_Problem_
Print out the records below with nothing altered.

[Dataset entries]
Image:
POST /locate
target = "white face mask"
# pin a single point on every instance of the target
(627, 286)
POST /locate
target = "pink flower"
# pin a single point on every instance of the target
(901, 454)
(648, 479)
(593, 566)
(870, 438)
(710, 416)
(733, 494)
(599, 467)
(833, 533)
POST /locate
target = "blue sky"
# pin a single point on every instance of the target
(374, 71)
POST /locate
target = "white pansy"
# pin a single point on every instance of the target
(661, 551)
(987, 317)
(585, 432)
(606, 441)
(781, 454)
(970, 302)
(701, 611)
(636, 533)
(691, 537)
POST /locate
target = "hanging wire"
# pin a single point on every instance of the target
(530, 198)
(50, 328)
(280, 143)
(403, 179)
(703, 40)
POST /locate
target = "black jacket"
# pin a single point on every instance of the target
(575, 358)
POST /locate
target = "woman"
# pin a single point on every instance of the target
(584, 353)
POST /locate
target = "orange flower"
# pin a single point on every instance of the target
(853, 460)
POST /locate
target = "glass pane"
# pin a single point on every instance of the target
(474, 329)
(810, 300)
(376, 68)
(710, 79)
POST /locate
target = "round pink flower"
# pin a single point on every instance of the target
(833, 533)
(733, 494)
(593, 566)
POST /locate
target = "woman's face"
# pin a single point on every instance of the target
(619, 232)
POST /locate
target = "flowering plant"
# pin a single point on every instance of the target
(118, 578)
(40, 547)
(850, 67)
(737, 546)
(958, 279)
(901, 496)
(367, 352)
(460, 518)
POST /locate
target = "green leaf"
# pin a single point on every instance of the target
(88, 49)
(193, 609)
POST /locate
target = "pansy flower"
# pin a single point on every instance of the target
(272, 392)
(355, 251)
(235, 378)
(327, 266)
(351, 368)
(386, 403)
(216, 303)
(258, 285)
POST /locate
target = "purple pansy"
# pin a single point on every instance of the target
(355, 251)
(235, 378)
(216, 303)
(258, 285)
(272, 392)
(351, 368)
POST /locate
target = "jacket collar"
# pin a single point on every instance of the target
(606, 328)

_Output_
Image:
POST /locate
target = "white face mask"
# pin a single point on every instance of the target
(627, 286)
POST /locate
target = "pink flower"
# pin a single point on every instance of the target
(901, 454)
(648, 479)
(593, 566)
(870, 438)
(710, 416)
(733, 494)
(599, 467)
(833, 533)
POST /locate
target = "blue sky"
# pin a single point on every instance of the target
(374, 71)
POST /locate
target = "white pansy"
# pin a single point on every instance of the target
(661, 551)
(987, 317)
(585, 432)
(606, 441)
(781, 454)
(970, 302)
(701, 611)
(636, 533)
(691, 537)
POST /locate
target = "hanging wire"
# pin a single point on every instance of the target
(530, 198)
(50, 328)
(280, 143)
(403, 179)
(703, 40)
POST /locate
target = "black jacket"
# pin a single point on every instance of the target
(575, 358)
POST /locate
target = "woman"
# pin a single point on every instance of the target
(584, 353)
POST /locate
target = "orange flower"
# pin a single point on every instance of the target
(853, 460)
POST /locate
target = "glass pane"
# pin a single point on every instance of the target
(474, 329)
(810, 300)
(376, 68)
(710, 79)
POST /locate
target = "round pink flower"
# pin a single point on every instance of the target
(833, 533)
(733, 494)
(593, 566)
POST /locate
target = "woman's face"
# pin a single point on every instance of the target
(619, 232)
POST /locate
target = "flowering plant"
# pin a single point on every instance of the target
(118, 578)
(40, 547)
(850, 67)
(737, 546)
(958, 279)
(901, 496)
(367, 352)
(460, 518)
POST /locate
target = "green leaf"
# pin a single point on every instance of the target
(88, 49)
(193, 609)
POST /locate
target = "pansy flower"
# pin a single point on every instance of the target
(272, 392)
(355, 251)
(235, 378)
(327, 266)
(351, 368)
(386, 403)
(216, 303)
(258, 285)
POST /locate
target = "purple pansy"
# pin a single point on every instance of the target
(355, 251)
(235, 378)
(216, 303)
(258, 285)
(272, 392)
(351, 368)
POST /locate
target = "jacket collar"
# pin a single point on every instance of the target
(606, 328)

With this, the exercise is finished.